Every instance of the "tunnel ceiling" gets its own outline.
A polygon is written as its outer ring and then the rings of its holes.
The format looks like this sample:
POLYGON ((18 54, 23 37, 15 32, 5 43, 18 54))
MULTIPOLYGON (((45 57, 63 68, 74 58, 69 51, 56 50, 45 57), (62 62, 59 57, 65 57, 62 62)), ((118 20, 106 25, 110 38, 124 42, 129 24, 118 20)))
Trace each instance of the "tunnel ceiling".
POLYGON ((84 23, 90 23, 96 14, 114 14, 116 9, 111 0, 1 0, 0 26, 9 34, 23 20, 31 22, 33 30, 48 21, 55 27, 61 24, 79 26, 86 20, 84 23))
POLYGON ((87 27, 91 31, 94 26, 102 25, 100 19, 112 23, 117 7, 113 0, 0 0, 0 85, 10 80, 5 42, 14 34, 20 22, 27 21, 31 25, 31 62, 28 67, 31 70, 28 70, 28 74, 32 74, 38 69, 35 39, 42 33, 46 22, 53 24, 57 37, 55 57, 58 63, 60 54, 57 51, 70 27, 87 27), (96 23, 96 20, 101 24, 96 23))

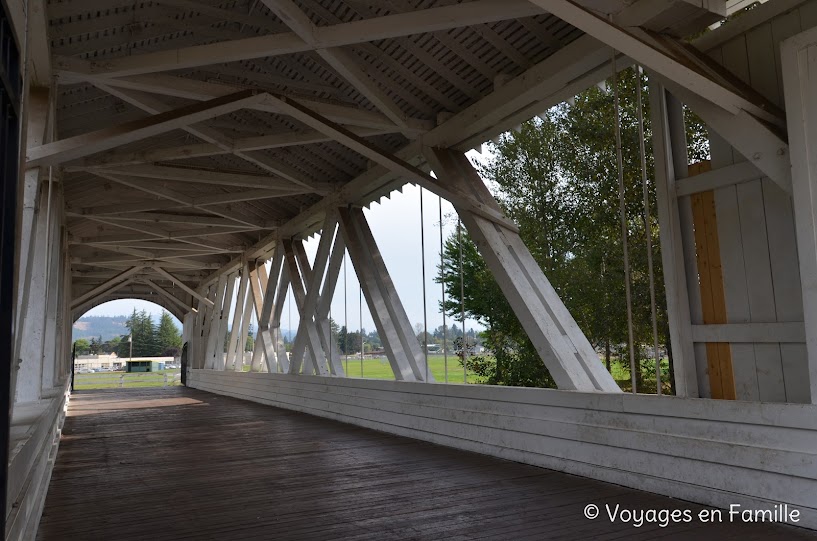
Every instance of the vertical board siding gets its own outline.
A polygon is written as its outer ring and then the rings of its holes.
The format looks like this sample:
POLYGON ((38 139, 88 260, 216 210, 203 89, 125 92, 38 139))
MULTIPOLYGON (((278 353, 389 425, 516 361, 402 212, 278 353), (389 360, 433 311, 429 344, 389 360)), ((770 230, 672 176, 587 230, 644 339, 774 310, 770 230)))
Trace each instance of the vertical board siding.
POLYGON ((190 386, 817 528, 817 406, 193 370, 190 386))
MULTIPOLYGON (((780 43, 815 24, 817 1, 809 0, 707 54, 782 108, 780 43)), ((717 134, 710 148, 713 169, 746 160, 717 134)), ((758 173, 756 181, 715 190, 715 207, 728 322, 803 321, 791 197, 758 173)), ((804 344, 735 343, 731 353, 739 400, 809 400, 804 344)))

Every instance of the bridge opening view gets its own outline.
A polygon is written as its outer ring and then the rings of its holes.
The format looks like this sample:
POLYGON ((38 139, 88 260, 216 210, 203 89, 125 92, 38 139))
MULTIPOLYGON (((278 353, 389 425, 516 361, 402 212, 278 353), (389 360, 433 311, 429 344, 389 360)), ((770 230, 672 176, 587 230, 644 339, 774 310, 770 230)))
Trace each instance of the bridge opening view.
POLYGON ((5 539, 817 539, 817 0, 0 3, 5 539))

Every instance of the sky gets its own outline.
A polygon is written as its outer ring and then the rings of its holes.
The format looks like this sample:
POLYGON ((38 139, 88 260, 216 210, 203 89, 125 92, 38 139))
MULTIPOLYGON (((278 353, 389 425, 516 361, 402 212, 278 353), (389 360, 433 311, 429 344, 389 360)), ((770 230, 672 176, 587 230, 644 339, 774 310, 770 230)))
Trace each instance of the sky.
MULTIPOLYGON (((476 152, 470 152, 469 157, 480 159, 476 152)), ((364 209, 375 241, 383 255, 383 260, 389 270, 394 286, 400 296, 403 306, 412 326, 423 325, 424 314, 427 317, 429 331, 433 331, 443 323, 440 312, 442 289, 434 282, 437 267, 440 264, 440 198, 428 190, 415 185, 407 184, 400 191, 392 192, 390 197, 382 198, 373 203, 369 209, 364 209), (420 193, 423 198, 423 221, 420 222, 420 193), (425 250, 421 249, 421 235, 425 237, 425 250), (425 282, 423 276, 423 253, 425 253, 425 282), (425 305, 423 307, 423 283, 425 283, 425 305)), ((443 238, 456 231, 457 216, 454 207, 446 200, 442 200, 442 233, 443 238)), ((315 235, 305 244, 305 250, 314 260, 318 248, 319 236, 315 235)), ((363 310, 360 307, 360 284, 354 272, 349 256, 344 259, 348 265, 345 273, 341 267, 335 295, 332 300, 332 318, 339 326, 347 325, 350 330, 360 328, 361 316, 363 328, 367 331, 375 329, 369 309, 363 300, 363 310)), ((158 321, 162 307, 148 301, 136 299, 119 299, 101 304, 86 315, 118 316, 129 315, 133 309, 146 310, 158 321)), ((232 316, 231 316, 232 317, 232 316)), ((281 326, 285 329, 296 329, 298 326, 298 311, 292 299, 292 293, 287 295, 284 304, 281 326)), ((446 318, 449 327, 452 324, 460 325, 459 318, 452 322, 446 318)), ((466 319, 466 329, 479 329, 481 326, 474 320, 466 319)), ((422 327, 420 327, 422 328, 422 327)))

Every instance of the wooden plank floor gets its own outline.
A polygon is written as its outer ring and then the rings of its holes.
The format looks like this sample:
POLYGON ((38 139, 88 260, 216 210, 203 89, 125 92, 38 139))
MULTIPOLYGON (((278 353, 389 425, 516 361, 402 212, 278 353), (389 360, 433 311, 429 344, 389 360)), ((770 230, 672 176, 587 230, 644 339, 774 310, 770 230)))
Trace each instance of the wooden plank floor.
POLYGON ((71 398, 38 539, 814 539, 772 525, 635 528, 700 506, 189 390, 71 398), (596 520, 585 505, 602 507, 596 520))

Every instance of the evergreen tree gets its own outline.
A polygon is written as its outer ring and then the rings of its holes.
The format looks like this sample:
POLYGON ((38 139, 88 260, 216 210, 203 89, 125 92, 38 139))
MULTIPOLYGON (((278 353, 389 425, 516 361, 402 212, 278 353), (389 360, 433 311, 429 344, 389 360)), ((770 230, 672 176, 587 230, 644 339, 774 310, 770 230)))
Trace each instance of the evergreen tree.
POLYGON ((176 357, 182 350, 182 337, 173 322, 173 316, 162 311, 159 327, 156 330, 156 351, 164 357, 176 357))
POLYGON ((125 322, 125 327, 130 333, 124 335, 119 343, 117 351, 119 357, 128 357, 130 355, 131 344, 128 341, 128 336, 133 339, 134 357, 156 357, 161 354, 158 351, 156 329, 147 311, 137 312, 136 308, 134 308, 133 313, 125 322))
--------------------
TASK DIRECTIONS: Copy out every entry above verbatim. Leave each picture out.

EXERCISE RESULT:
Every instance of the "tunnel ceiling" gets its own outline.
A polygon is written as its outer ring and then the rings of its holes.
The format looks like this sample:
POLYGON ((18 54, 23 37, 15 32, 5 43, 18 54))
MULTIPOLYGON (((45 57, 63 68, 74 58, 69 51, 56 50, 45 57), (62 62, 59 57, 65 57, 62 62)), ((118 20, 106 25, 110 38, 124 42, 129 24, 118 20)))
Trace each instance of the "tunnel ceiling".
POLYGON ((84 23, 90 23, 96 14, 114 14, 116 9, 111 0, 1 0, 0 26, 9 34, 23 20, 31 22, 33 30, 48 21, 55 27, 61 24, 79 26, 86 20, 84 23))
POLYGON ((87 27, 91 31, 94 26, 102 25, 100 19, 112 23, 117 7, 113 0, 0 0, 0 85, 10 80, 5 42, 14 34, 20 22, 27 21, 31 25, 31 62, 28 67, 31 70, 28 70, 28 74, 32 74, 38 69, 35 39, 42 33, 46 22, 53 24, 57 37, 55 57, 58 63, 60 54, 57 51, 70 27, 87 27), (96 23, 96 20, 101 24, 96 23))

Every instance of the vertical board siding gets its own outline.
A polygon is written as its outer ring and then the rings of its holes.
The format looks like this sample:
POLYGON ((38 139, 88 260, 216 210, 203 89, 125 92, 38 139))
MULTIPOLYGON (((278 353, 389 425, 516 361, 402 212, 278 353), (389 360, 433 311, 429 344, 389 360)), ((770 230, 672 176, 587 230, 644 339, 774 310, 770 230)))
Trace each instance of the vertical board siding.
POLYGON ((190 386, 817 528, 817 406, 193 370, 190 386))
MULTIPOLYGON (((780 43, 815 24, 817 1, 809 0, 707 54, 782 108, 780 43)), ((717 134, 710 148, 713 169, 746 160, 717 134)), ((758 173, 756 181, 715 190, 715 207, 728 322, 803 321, 791 197, 758 173)), ((804 344, 735 343, 731 353, 739 400, 809 400, 804 344)))

Every instance of the bridge opening view gets its own outline.
A polygon is written as its outer ring and then the rings of its holes.
The format looks like this sample:
POLYGON ((38 139, 88 260, 216 210, 203 89, 125 92, 38 139))
MULTIPOLYGON (((278 353, 389 425, 516 361, 402 212, 278 353), (389 360, 433 311, 429 344, 389 360)), ((770 230, 672 176, 587 230, 644 339, 774 310, 770 230)))
Trace each instance of the bridge opening view.
POLYGON ((5 539, 817 539, 817 0, 0 3, 5 539))

Every instance of the sky gets its own outline.
A polygon is written as its outer ring and then the rings of its holes.
The format looks like this sample:
POLYGON ((38 139, 88 260, 216 210, 203 89, 125 92, 38 139))
MULTIPOLYGON (((278 353, 389 425, 516 361, 402 212, 278 353), (389 360, 433 311, 429 344, 389 360)), ((770 230, 672 176, 587 230, 644 339, 774 310, 770 230)))
Trace each instance of the sky.
MULTIPOLYGON (((476 152, 470 152, 469 157, 480 159, 476 152)), ((364 209, 375 241, 383 255, 383 260, 389 270, 394 286, 400 296, 403 306, 412 326, 423 325, 424 314, 427 317, 429 331, 433 331, 443 323, 440 312, 442 289, 434 282, 437 267, 440 264, 440 198, 428 190, 415 185, 407 184, 400 191, 392 192, 390 197, 382 198, 373 203, 369 209, 364 209), (420 193, 423 198, 423 221, 420 222, 420 193), (425 250, 421 249, 421 235, 425 237, 425 250), (425 282, 423 276, 423 253, 425 253, 425 282), (425 305, 423 307, 423 283, 425 283, 425 305)), ((443 238, 456 231, 457 216, 454 207, 446 200, 442 200, 442 233, 443 238)), ((315 235, 305 244, 305 250, 314 260, 318 248, 319 236, 315 235)), ((363 310, 360 307, 360 284, 354 272, 349 256, 344 259, 348 265, 345 273, 341 267, 335 295, 332 300, 332 318, 339 326, 347 325, 350 330, 360 328, 361 316, 363 328, 367 331, 375 329, 369 309, 363 300, 363 310)), ((158 321, 162 307, 148 301, 136 299, 119 299, 101 304, 86 315, 118 316, 129 315, 133 309, 146 310, 158 321)), ((232 316, 231 316, 232 317, 232 316)), ((281 326, 285 329, 296 329, 298 326, 298 311, 292 299, 292 293, 287 295, 284 304, 281 326)), ((446 318, 449 327, 452 324, 460 325, 459 318, 452 322, 446 318)), ((466 319, 466 329, 479 329, 481 326, 474 320, 466 319)), ((422 327, 420 327, 422 328, 422 327)))

Every instance of the wooden plank floor gets its own outline.
A polygon is written as its outer ring and then the rings of its holes.
The format looks like this sample:
POLYGON ((38 139, 88 260, 216 210, 203 89, 125 92, 38 139))
MULTIPOLYGON (((278 353, 389 425, 516 361, 402 212, 278 353), (389 360, 433 311, 429 344, 389 360)), ((770 230, 672 176, 587 230, 644 339, 774 310, 770 230)))
Trace each instance of the wooden plank floor.
POLYGON ((71 398, 38 539, 814 539, 772 525, 635 528, 700 506, 189 390, 71 398), (596 520, 585 505, 602 507, 596 520))

Every instance of the evergreen tree gets its own outline.
A polygon is written as its outer ring and then the rings of its holes.
The format looks like this sample:
POLYGON ((38 139, 88 260, 216 210, 203 89, 125 92, 38 139))
MULTIPOLYGON (((278 353, 389 425, 516 361, 402 212, 278 353), (389 360, 433 311, 429 344, 389 360)), ((770 230, 672 176, 587 230, 644 339, 774 310, 770 230)))
Trace each instance of the evergreen tree.
POLYGON ((176 357, 182 350, 182 337, 173 322, 173 316, 162 311, 159 327, 156 330, 156 351, 164 357, 176 357))
POLYGON ((125 322, 125 327, 130 333, 124 335, 119 343, 117 351, 119 357, 128 357, 130 355, 131 344, 128 341, 128 336, 133 339, 134 357, 156 357, 161 354, 158 351, 156 329, 147 311, 137 312, 136 308, 134 308, 133 313, 125 322))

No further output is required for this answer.